Data items:
────────────────────

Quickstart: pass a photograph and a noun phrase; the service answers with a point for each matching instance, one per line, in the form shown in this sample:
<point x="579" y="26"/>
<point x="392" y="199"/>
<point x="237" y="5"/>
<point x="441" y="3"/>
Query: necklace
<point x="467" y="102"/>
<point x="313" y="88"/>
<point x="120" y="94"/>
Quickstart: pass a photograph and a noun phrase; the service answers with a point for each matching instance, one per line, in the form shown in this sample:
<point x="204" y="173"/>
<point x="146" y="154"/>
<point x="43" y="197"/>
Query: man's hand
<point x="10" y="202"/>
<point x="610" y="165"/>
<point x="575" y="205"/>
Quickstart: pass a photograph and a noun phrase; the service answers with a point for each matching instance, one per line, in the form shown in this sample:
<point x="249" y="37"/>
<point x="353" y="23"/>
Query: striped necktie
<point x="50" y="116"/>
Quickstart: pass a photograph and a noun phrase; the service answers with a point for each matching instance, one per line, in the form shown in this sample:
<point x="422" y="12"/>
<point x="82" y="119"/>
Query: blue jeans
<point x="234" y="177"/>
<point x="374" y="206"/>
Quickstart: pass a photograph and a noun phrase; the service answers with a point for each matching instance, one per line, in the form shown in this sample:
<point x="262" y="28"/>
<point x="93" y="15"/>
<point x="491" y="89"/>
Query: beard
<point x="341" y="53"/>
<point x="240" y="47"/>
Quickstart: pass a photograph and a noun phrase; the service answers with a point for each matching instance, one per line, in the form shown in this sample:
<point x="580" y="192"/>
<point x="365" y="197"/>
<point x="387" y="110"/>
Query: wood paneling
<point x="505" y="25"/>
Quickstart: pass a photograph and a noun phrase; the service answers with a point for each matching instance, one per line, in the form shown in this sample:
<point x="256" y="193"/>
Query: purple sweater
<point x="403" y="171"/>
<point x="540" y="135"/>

────────────────────

Your assignment: Each line of the data above needs to be returned exactly.

Result of the task:
Quickstart: pass a photograph and a noun phrase; the service answers with a point for each matching instance, one per line, in the form shown in this sample:
<point x="579" y="26"/>
<point x="392" y="199"/>
<point x="237" y="5"/>
<point x="441" y="3"/>
Query: necklace
<point x="467" y="102"/>
<point x="313" y="88"/>
<point x="120" y="94"/>
Quickstart: pass a photograph and a noun phrase; the service answers with a point for each matching instance, one per line, in the form shown in this sample:
<point x="204" y="173"/>
<point x="146" y="154"/>
<point x="43" y="197"/>
Query: man's hand
<point x="10" y="202"/>
<point x="610" y="165"/>
<point x="575" y="205"/>
Quickstart: pass a photograph and a noun phrase; the service answers with a point for each matching instance, one per line, in the form shown in this sample:
<point x="249" y="37"/>
<point x="353" y="23"/>
Query: striped necktie
<point x="50" y="116"/>
Quickstart: pass a photograph and a noun phrase; the service answers with a point for each matching instance, one per line, in the form shown in this sample:
<point x="422" y="12"/>
<point x="82" y="119"/>
Query: blue jeans
<point x="234" y="177"/>
<point x="374" y="206"/>
Quickstart: pass a photograph and a noun phrase; the service answers with a point for each matching instance, one per line, in the form shown in this sample:
<point x="262" y="28"/>
<point x="93" y="15"/>
<point x="491" y="89"/>
Query: beard
<point x="341" y="53"/>
<point x="240" y="47"/>
Quickstart: pass a photograph and a noun phrase; the service answers with a point for each matching instance, one per line, in the form shown in this sample:
<point x="580" y="192"/>
<point x="365" y="197"/>
<point x="387" y="110"/>
Query: wood paneling
<point x="505" y="25"/>
Quickstart: pass a photograph and a noun phrase; the service answers with a point for each matching instance, one per line, in the form shown in this sample:
<point x="256" y="193"/>
Query: purple sweater
<point x="403" y="171"/>
<point x="540" y="135"/>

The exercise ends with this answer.